# Given data
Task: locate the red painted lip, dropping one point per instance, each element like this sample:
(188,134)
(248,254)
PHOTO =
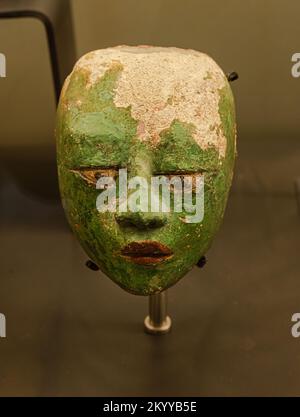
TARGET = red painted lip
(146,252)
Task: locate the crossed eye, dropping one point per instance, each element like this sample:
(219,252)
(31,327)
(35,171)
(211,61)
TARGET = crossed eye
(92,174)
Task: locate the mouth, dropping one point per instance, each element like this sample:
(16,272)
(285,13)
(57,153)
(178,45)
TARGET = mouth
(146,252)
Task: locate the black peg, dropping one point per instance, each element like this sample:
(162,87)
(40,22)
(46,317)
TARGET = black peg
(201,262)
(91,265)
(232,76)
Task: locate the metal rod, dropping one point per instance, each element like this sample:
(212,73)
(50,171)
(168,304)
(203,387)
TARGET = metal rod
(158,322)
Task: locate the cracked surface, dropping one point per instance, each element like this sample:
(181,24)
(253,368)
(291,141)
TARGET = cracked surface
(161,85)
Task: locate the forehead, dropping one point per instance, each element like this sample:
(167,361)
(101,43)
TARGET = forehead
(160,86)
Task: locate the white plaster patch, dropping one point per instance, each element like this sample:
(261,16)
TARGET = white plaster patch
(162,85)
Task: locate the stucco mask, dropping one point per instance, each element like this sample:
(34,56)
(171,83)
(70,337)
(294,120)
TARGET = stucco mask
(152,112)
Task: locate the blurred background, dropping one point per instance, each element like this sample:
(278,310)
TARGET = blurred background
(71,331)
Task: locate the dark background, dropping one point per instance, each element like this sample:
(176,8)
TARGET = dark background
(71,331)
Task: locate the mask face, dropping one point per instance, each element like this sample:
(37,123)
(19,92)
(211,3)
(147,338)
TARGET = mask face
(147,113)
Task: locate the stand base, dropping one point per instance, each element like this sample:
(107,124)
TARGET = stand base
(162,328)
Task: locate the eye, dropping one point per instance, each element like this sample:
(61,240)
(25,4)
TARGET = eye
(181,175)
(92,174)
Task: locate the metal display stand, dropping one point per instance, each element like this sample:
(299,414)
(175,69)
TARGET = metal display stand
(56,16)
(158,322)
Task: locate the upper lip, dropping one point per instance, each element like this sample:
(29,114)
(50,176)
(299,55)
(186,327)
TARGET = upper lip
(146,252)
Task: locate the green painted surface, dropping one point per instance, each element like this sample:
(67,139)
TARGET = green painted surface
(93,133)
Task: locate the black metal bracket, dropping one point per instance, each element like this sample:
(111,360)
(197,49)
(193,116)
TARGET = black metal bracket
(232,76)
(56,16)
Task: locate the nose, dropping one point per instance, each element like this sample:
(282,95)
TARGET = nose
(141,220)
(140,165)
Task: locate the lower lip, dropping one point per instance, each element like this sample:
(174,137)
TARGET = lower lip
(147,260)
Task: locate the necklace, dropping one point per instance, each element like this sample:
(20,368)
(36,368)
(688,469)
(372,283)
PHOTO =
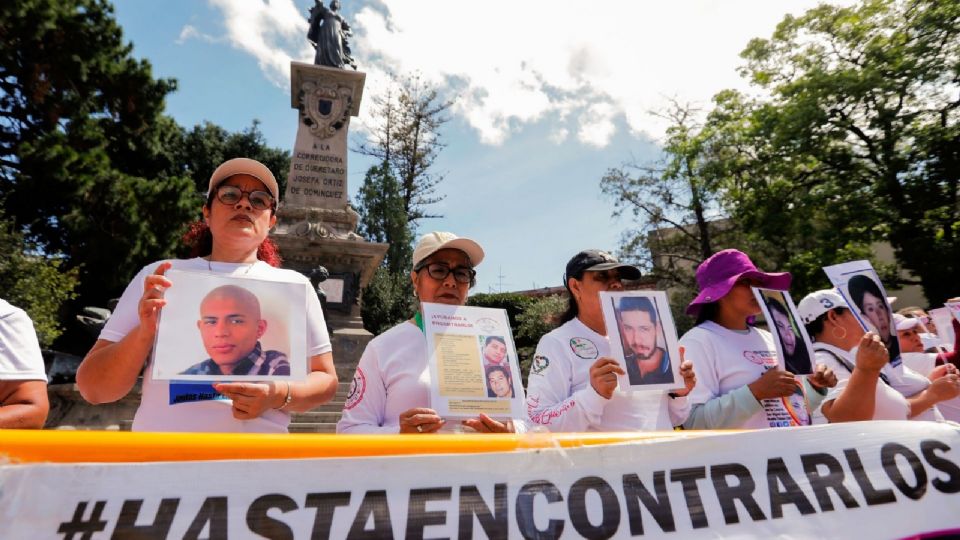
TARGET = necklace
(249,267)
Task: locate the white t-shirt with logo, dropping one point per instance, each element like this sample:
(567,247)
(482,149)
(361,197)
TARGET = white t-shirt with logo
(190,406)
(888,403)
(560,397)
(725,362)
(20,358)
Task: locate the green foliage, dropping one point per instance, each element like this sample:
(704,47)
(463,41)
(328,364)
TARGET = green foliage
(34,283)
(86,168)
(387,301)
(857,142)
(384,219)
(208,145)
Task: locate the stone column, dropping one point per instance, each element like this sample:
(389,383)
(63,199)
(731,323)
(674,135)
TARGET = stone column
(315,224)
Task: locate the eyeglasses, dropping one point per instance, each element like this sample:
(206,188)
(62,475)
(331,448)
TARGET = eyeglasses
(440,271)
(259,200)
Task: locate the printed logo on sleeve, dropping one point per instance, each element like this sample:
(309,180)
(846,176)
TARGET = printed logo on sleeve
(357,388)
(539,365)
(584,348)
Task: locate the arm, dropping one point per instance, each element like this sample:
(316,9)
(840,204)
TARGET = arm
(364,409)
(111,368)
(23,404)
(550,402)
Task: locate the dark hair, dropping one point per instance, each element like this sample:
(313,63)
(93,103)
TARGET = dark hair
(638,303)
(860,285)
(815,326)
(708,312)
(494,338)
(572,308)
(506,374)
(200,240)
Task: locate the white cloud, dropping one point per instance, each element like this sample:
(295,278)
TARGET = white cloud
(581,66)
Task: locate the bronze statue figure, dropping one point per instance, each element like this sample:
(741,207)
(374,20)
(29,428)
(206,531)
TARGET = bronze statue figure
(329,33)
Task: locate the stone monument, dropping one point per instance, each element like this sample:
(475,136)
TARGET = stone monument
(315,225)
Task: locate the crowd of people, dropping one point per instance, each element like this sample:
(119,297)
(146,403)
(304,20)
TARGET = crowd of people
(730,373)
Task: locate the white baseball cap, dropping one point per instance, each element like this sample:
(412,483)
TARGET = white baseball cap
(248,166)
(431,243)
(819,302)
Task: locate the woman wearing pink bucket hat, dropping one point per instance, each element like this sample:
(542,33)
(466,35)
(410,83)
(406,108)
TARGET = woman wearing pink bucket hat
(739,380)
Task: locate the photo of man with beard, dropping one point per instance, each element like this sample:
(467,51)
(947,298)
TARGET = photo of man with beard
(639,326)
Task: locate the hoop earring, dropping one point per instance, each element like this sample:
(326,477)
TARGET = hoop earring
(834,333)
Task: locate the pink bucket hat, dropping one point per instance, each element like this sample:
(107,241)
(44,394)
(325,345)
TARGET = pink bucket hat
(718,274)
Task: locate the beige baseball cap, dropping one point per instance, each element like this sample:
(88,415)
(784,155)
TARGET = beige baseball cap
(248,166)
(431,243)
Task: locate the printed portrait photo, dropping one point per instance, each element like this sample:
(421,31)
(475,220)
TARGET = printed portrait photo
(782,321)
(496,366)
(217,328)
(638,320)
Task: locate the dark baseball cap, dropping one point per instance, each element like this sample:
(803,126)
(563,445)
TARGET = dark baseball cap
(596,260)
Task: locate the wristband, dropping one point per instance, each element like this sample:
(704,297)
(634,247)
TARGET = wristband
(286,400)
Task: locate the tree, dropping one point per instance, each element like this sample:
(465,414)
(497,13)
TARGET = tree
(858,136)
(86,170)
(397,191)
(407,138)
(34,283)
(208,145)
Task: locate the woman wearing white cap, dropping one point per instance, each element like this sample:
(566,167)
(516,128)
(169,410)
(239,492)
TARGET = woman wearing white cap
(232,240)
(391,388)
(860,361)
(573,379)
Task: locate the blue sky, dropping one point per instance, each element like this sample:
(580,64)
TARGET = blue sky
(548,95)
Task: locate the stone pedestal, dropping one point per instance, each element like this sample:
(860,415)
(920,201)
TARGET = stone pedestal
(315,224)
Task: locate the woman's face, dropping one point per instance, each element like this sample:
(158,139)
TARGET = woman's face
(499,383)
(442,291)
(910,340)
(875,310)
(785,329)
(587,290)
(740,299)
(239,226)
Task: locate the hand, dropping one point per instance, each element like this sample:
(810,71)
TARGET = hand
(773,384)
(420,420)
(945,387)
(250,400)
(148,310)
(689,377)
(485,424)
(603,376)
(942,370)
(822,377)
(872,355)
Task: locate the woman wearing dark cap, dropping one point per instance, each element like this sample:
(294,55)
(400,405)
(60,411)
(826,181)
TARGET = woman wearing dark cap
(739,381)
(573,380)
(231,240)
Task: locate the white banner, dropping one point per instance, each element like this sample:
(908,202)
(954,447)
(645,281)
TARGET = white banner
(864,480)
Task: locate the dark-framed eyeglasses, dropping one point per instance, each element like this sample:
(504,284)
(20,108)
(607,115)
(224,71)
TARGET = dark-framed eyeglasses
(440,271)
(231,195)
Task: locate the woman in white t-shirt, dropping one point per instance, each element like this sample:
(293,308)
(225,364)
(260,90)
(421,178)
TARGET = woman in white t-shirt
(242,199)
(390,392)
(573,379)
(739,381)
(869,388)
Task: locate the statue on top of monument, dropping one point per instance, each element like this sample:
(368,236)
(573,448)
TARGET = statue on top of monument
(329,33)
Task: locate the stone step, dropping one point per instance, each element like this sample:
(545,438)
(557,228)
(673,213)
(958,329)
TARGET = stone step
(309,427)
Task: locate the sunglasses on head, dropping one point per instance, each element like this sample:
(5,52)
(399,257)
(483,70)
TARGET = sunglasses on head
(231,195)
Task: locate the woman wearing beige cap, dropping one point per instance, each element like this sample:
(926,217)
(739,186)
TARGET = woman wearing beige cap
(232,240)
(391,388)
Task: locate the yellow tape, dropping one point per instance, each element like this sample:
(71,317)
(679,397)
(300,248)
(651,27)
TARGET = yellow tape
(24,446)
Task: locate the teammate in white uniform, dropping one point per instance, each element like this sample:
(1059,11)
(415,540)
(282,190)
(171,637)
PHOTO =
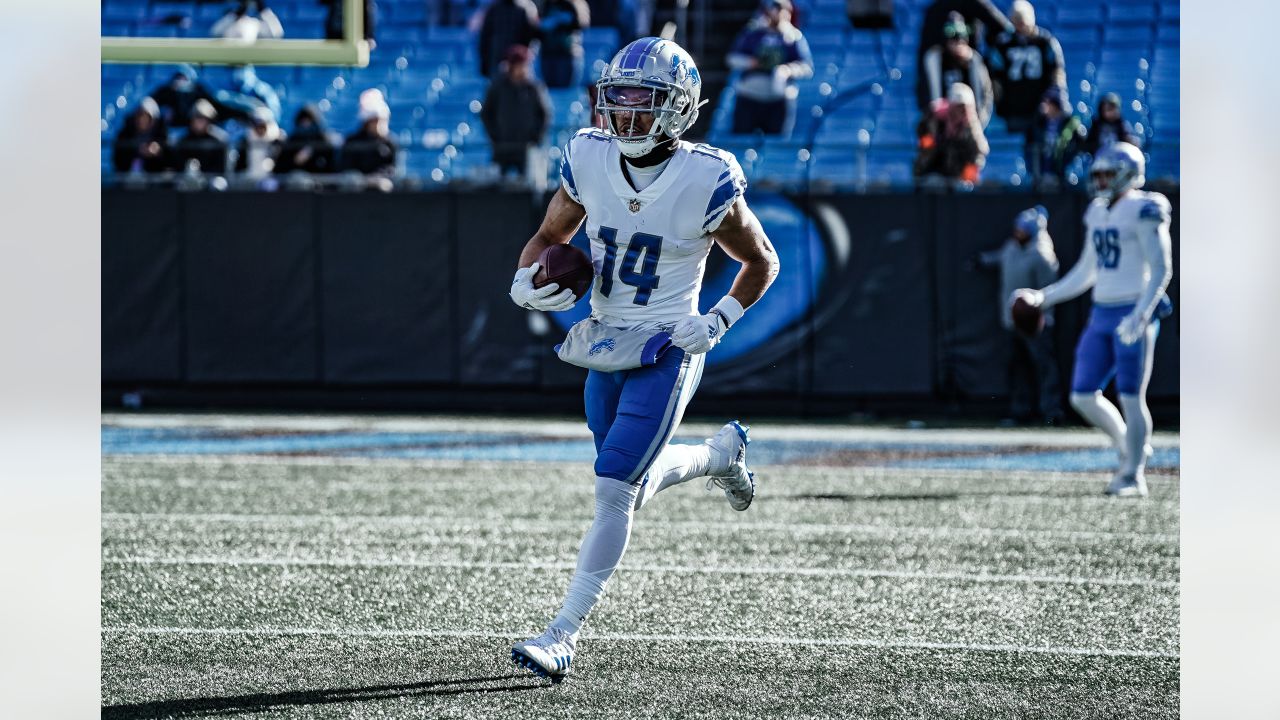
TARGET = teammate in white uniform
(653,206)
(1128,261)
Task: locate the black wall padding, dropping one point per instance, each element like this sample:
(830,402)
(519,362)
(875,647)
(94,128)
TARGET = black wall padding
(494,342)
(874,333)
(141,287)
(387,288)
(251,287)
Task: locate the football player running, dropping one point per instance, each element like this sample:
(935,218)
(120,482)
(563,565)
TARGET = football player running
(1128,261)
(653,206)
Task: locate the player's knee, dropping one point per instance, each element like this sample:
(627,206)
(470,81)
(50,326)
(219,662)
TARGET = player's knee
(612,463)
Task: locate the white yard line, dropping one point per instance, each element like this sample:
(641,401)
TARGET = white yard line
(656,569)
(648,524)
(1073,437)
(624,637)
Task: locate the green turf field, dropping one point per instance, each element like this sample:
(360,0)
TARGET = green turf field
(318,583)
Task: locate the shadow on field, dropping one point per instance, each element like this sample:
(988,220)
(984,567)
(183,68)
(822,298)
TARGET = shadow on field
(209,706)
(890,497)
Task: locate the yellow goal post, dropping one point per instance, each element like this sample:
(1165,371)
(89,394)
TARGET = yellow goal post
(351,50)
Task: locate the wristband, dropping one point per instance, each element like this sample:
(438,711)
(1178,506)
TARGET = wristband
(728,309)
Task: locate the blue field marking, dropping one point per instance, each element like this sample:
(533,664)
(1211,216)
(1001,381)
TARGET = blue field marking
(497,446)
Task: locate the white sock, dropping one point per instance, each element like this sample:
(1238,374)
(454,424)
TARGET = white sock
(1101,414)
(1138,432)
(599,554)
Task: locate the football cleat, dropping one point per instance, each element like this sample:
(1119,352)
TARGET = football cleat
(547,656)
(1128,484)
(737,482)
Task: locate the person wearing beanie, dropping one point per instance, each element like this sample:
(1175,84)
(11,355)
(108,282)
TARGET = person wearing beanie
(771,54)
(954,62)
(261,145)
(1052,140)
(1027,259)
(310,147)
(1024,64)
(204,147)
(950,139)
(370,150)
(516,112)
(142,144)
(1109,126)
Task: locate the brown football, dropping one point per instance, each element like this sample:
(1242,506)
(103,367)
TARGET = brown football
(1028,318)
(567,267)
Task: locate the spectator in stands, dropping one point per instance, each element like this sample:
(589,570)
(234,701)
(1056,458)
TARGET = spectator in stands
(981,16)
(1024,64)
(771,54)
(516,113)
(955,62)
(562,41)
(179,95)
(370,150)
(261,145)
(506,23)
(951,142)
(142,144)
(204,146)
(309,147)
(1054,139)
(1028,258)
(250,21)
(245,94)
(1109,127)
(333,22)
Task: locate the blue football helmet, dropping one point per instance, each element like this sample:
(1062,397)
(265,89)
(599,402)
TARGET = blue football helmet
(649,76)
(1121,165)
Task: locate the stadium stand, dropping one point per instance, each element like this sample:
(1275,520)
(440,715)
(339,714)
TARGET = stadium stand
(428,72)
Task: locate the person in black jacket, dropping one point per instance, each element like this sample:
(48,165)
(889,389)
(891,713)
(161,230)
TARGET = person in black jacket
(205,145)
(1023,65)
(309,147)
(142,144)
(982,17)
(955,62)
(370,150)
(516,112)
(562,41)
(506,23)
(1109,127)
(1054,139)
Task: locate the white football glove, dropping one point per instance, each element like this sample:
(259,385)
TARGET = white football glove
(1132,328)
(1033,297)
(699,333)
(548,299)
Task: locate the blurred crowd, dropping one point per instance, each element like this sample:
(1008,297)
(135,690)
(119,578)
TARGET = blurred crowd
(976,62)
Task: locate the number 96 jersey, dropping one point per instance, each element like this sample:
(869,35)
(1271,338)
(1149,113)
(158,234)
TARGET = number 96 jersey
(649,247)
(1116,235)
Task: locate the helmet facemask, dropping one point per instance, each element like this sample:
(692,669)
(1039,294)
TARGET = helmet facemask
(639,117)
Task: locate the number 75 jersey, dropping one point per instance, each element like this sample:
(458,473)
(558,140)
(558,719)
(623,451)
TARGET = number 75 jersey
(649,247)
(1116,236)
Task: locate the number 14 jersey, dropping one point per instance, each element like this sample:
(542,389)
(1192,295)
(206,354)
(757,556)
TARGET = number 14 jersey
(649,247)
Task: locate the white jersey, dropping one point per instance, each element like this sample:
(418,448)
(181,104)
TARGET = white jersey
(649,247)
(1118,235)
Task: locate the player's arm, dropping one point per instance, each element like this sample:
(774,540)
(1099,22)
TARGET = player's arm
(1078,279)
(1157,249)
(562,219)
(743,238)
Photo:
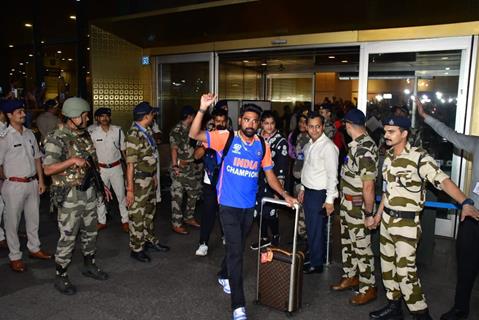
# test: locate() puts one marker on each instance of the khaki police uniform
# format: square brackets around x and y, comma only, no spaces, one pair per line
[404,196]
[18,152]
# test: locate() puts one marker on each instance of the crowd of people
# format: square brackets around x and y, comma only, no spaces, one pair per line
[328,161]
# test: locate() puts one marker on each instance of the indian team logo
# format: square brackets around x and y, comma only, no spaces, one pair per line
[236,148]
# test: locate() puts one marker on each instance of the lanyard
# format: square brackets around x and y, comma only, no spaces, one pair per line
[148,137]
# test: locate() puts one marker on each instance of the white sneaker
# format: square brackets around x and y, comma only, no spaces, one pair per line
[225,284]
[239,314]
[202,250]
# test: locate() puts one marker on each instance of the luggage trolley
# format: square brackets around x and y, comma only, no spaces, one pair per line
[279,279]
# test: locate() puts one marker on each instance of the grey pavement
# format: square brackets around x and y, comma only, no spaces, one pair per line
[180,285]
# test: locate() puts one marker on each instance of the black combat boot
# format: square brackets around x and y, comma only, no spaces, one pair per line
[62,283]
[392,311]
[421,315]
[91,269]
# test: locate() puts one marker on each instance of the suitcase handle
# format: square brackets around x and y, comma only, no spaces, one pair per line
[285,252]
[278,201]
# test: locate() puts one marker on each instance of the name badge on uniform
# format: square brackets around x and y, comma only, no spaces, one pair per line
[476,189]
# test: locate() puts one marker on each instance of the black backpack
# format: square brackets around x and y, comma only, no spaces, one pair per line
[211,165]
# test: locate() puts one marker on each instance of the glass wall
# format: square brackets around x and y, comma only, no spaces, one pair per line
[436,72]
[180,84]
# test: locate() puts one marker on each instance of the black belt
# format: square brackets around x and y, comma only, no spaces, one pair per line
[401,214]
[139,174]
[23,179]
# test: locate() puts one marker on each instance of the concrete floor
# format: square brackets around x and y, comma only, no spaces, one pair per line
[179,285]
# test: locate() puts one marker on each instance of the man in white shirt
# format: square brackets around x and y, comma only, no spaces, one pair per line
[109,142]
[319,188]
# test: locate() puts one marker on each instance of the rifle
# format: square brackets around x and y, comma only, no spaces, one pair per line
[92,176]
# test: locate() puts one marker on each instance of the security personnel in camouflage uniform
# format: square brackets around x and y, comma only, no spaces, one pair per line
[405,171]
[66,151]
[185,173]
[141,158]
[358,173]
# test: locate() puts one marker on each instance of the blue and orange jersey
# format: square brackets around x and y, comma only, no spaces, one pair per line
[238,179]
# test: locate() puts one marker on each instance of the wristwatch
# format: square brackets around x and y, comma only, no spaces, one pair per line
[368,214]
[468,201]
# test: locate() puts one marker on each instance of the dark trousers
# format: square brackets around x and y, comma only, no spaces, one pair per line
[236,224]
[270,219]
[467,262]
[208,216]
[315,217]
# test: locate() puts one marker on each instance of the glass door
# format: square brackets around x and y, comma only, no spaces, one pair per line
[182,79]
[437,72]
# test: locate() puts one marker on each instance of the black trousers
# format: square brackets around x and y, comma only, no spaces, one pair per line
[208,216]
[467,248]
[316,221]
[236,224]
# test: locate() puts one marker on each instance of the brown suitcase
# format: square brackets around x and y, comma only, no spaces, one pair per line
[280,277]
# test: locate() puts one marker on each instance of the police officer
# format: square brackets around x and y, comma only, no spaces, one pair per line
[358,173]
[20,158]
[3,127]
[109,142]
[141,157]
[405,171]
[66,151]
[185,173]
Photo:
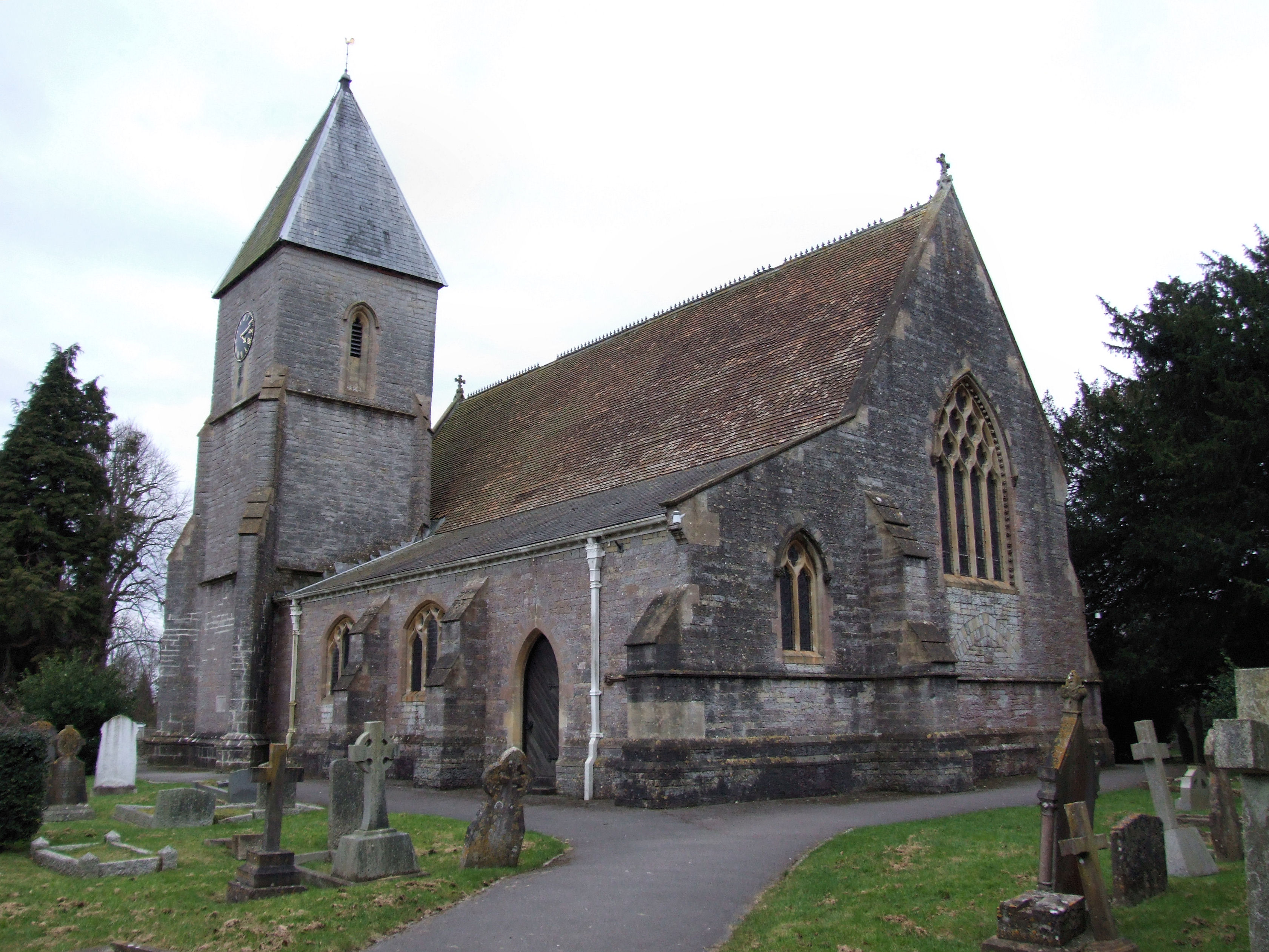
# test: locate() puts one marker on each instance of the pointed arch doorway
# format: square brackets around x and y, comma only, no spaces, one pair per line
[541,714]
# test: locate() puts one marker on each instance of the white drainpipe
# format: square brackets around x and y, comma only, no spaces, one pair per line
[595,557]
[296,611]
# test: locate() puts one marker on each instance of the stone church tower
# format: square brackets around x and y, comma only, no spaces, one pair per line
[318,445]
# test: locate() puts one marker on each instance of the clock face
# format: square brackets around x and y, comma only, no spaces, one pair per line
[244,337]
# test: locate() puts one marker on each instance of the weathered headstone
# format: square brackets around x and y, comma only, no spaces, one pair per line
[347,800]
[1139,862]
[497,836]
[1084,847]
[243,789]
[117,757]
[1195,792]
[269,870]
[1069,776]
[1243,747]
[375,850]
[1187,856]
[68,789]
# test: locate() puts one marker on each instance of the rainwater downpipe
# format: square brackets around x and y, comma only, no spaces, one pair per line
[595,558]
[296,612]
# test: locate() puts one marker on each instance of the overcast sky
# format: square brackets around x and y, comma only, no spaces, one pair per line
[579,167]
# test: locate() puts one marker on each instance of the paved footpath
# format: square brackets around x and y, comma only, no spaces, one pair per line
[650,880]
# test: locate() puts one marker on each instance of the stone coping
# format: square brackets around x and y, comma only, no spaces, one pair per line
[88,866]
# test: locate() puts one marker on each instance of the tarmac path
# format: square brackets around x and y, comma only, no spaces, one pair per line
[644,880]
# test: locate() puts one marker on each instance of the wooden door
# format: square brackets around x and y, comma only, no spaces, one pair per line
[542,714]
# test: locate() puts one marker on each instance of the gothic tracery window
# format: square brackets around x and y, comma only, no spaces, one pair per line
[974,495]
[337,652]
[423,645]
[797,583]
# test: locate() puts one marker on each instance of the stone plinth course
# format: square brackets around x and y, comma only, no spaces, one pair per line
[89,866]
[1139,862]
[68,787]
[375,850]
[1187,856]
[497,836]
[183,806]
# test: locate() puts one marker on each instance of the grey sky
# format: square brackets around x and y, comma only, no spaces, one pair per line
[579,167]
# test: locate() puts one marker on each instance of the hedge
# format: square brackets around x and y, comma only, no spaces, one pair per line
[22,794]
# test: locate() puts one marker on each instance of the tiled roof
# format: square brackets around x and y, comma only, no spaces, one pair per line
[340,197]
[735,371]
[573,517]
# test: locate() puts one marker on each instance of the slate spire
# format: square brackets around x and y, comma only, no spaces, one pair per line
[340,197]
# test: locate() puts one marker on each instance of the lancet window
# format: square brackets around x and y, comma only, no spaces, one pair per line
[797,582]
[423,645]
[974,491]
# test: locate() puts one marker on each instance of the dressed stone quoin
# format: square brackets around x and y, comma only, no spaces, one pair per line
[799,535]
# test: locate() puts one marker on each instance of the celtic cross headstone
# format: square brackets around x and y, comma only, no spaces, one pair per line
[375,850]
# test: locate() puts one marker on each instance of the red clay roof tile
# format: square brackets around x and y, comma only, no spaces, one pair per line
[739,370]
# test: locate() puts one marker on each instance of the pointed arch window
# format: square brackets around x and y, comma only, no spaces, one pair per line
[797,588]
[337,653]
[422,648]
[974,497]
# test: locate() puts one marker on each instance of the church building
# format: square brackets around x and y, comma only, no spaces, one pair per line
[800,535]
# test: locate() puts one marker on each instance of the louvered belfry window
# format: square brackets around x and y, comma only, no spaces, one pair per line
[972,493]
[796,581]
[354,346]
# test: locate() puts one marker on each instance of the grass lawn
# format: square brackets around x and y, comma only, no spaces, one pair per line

# Task brief
Where a line of the listing holds the string "church", copy that line.

# Written answer
# test: locate() puts one marker on each instance of the stone church tower
# test: locate() puts one marker on each instance of the church building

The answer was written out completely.